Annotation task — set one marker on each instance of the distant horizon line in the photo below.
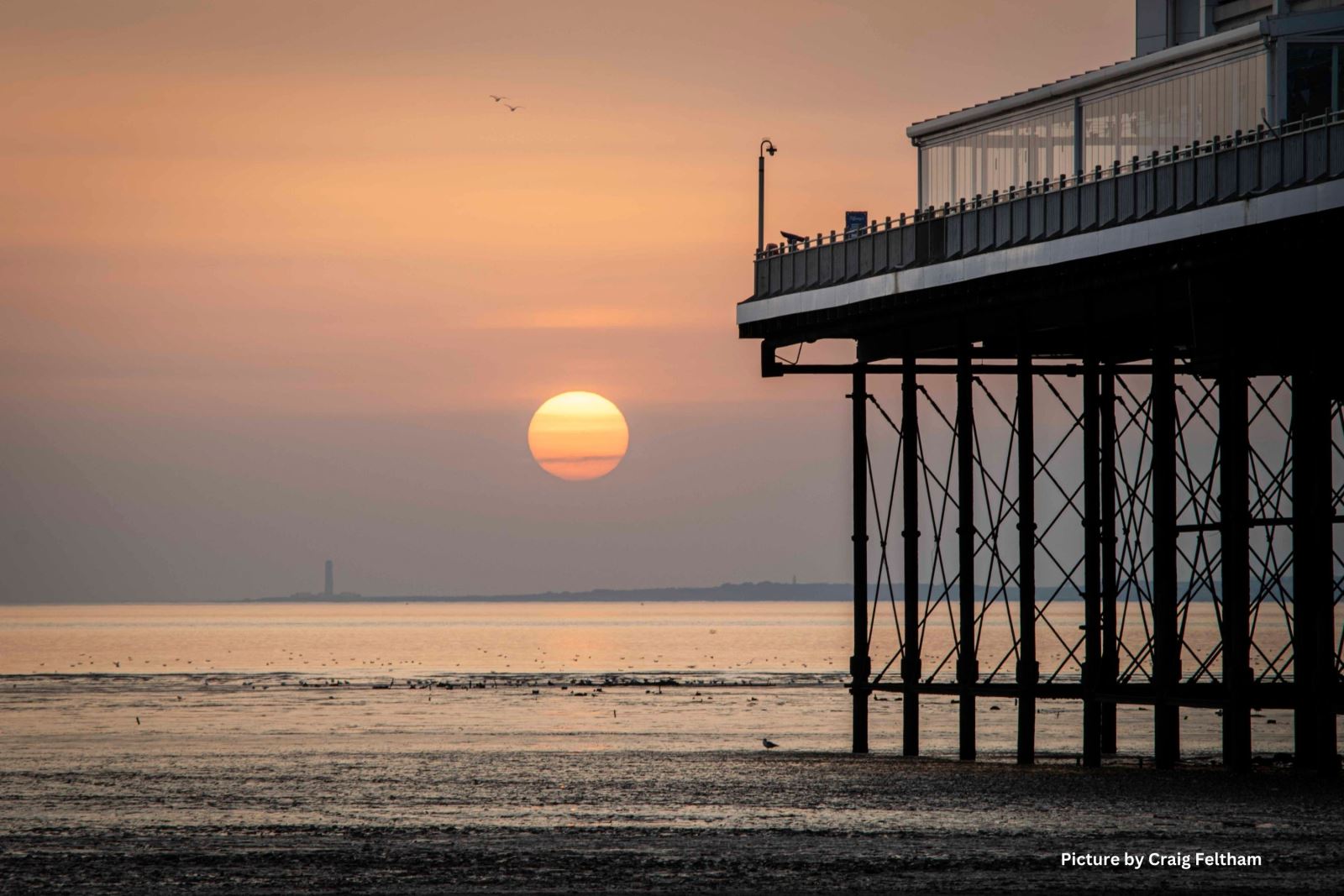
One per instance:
(727, 591)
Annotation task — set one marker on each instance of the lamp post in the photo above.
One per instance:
(766, 147)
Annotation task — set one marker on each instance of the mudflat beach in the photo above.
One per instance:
(412, 759)
(620, 821)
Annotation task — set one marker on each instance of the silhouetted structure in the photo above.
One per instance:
(1131, 313)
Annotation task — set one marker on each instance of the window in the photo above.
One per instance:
(1314, 80)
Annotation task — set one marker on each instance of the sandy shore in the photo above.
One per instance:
(648, 821)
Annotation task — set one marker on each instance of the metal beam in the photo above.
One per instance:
(967, 664)
(1314, 587)
(1166, 644)
(860, 665)
(1028, 669)
(911, 664)
(1109, 622)
(1092, 566)
(1234, 512)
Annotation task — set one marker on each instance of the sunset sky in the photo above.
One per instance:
(280, 282)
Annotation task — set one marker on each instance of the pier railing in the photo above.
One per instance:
(1223, 170)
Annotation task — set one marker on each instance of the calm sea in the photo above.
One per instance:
(387, 678)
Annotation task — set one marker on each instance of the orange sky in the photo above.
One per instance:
(279, 281)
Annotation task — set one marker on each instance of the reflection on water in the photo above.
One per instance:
(383, 679)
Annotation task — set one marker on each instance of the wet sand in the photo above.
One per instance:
(617, 821)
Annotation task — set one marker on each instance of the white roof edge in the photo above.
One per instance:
(1079, 83)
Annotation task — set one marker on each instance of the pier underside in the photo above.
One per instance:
(1132, 454)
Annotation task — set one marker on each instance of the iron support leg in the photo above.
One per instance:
(860, 665)
(1166, 644)
(1109, 642)
(1092, 567)
(1234, 508)
(1028, 671)
(1314, 617)
(967, 664)
(911, 663)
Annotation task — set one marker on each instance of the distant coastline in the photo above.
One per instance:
(727, 591)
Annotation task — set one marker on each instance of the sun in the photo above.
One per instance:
(578, 436)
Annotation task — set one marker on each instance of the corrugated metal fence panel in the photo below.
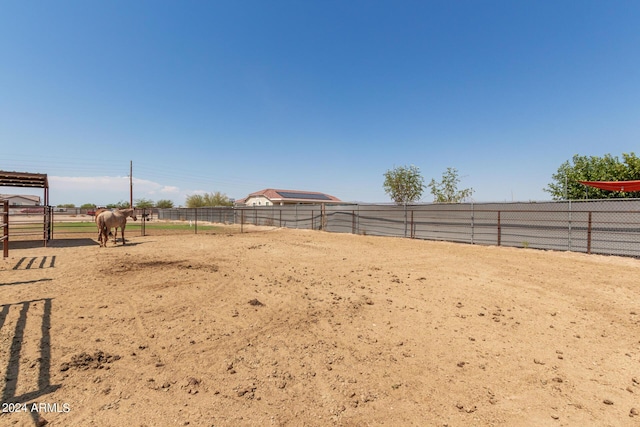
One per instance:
(599, 226)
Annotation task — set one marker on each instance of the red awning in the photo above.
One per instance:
(627, 186)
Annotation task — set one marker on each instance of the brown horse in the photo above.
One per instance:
(116, 219)
(96, 214)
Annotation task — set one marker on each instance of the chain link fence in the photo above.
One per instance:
(610, 227)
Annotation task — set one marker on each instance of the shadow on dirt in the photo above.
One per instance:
(28, 310)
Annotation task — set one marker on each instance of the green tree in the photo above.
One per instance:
(446, 191)
(404, 184)
(208, 199)
(164, 204)
(144, 203)
(565, 183)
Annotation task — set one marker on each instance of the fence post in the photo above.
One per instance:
(499, 229)
(412, 231)
(353, 222)
(569, 236)
(5, 229)
(473, 224)
(405, 220)
(589, 234)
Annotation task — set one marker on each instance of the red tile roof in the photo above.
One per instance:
(277, 195)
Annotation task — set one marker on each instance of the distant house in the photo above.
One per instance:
(21, 199)
(270, 197)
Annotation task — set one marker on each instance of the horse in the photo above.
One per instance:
(108, 220)
(96, 214)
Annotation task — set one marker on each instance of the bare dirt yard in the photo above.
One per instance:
(306, 328)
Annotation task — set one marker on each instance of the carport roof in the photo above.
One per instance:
(23, 179)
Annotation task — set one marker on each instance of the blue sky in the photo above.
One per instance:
(238, 96)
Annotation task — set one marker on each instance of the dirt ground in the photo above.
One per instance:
(306, 328)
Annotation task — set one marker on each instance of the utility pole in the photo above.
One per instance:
(131, 183)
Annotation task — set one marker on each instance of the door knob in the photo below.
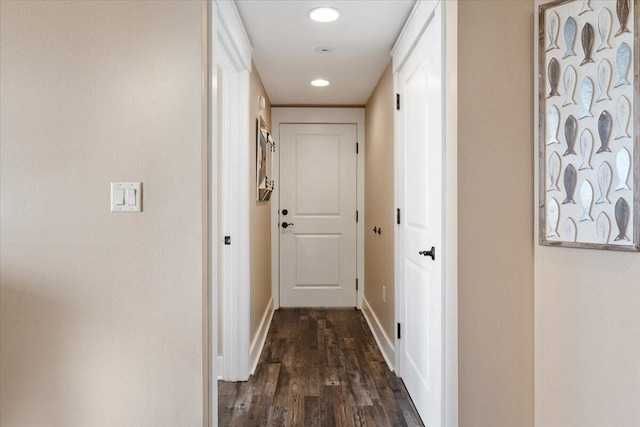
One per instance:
(431, 253)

# # # # # # #

_THE TASK_:
The pictures should not be reproduced; quote all of the other material exactly.

_COMPLETED EXERCISE_:
Annotation task — set one marker on each instance of the distant horizon line in the photo below.
One per instance:
(727, 591)
Annotation task — set one marker on each instance of the lamp post in the photo above.
One per instance:
(766, 147)
Annotation task — set one marker on each instance of the mudflat beach in the photo above.
One per instance:
(412, 759)
(620, 821)
Annotation task — set one marker on each instance of the silhouetted structure in the photo above.
One per instance:
(1131, 313)
Annotation task — set one marker on each instance of the window in the photo above.
One per instance:
(1314, 80)
Annotation task — set one marker on each instance of the sandy shore in the photo above.
One per instance:
(648, 821)
Annotation task — set one marker on each instance of the metal beam in the photo above.
One per instance:
(967, 664)
(1314, 587)
(1166, 644)
(860, 665)
(1028, 669)
(911, 664)
(1109, 622)
(1092, 566)
(1234, 512)
Annotation task — set one marker on each instance of the sunset sky in the photo above.
One per instance:
(280, 282)
Annotation task — set one marker on each instance of the pier railing in the photo above.
One per instance:
(1223, 170)
Annotation task — set one marker on each instance of the calm sea in the photo above.
One per instance:
(387, 678)
Annotation task — set one marker on each instance of the orange sky in the photo above.
One per instance:
(279, 281)
Annotation task — set one marker on each instance of the reflection on water in the photo above.
One per instance:
(383, 679)
Annotation task — set one marker on each instance of the wet sand in the photo above.
One per instance:
(617, 821)
Annotation task — set one marker on each instance of the white roof edge in the photo above.
One per instance:
(1079, 83)
Annotation task — set one marker on each instance of the pier underside in the photo above.
One per instance:
(1132, 454)
Annotation task — set one marker on each instance of the iron support leg in the photo above.
One per instance:
(860, 665)
(1166, 644)
(1109, 642)
(1092, 567)
(1234, 508)
(1028, 671)
(1314, 617)
(967, 664)
(911, 663)
Annotation task — set one marker on each instance of the distant coastline in the photo above.
One per instance:
(727, 591)
Annotation task — set one marker on each instance of the sun in the photo above.
One per instance:
(578, 436)
Annotation task — set one marker on each instance of the corrugated metal fence panel in the photo below.
One per instance:
(599, 226)
Annotation task — set one marker on each instance of the red awning in the photo above.
One per instance:
(627, 186)
Annotation task — set one marker on each instance of the brown horse in the photo above.
One per instance:
(116, 219)
(96, 214)
Annotation task — set one marker on each instance of the chain link fence in the photo above.
One per instance:
(610, 227)
Annotation task — set one marker on each instance of the shadow on dirt in the photo above.
One per instance:
(28, 310)
Annotation task — set one marker on each instance of the green tree in the photo above.
One per instance:
(446, 191)
(404, 184)
(208, 199)
(164, 204)
(144, 203)
(565, 183)
Annotation task — set one marker on each instance of the fence post in the photo above.
One per instance:
(499, 229)
(412, 231)
(353, 222)
(569, 236)
(5, 229)
(473, 224)
(405, 220)
(589, 234)
Annotation task — set one marker on each instance of the red tile roof in the photo above.
One per instance:
(277, 195)
Annotation task — set one marker on each instance of the distant house in the photo above.
One per instance:
(21, 199)
(270, 197)
Annotation task — set one marker on each instance of the horse in the photo above.
One per instance:
(108, 220)
(96, 214)
Annotation task — set one marker on each instance of the bare dirt yard in the photo above.
One per instance:
(306, 328)
Annotation task — set one marker on each instance of the carport roof in the photo above.
One per instance:
(23, 179)
Annotation task — set one marker on each instance of the blue sky in the photo above.
One per instance:
(238, 96)
Annotation task — set one marker on each instance of the dirt ground in the photo above.
One per instance:
(306, 328)
Annotation task — set one marker on each instance of the utility pole in the photo above.
One per instance:
(131, 183)
Annotation task — set one marker on each instance of the door knob in the photo below.
One per instance:
(431, 253)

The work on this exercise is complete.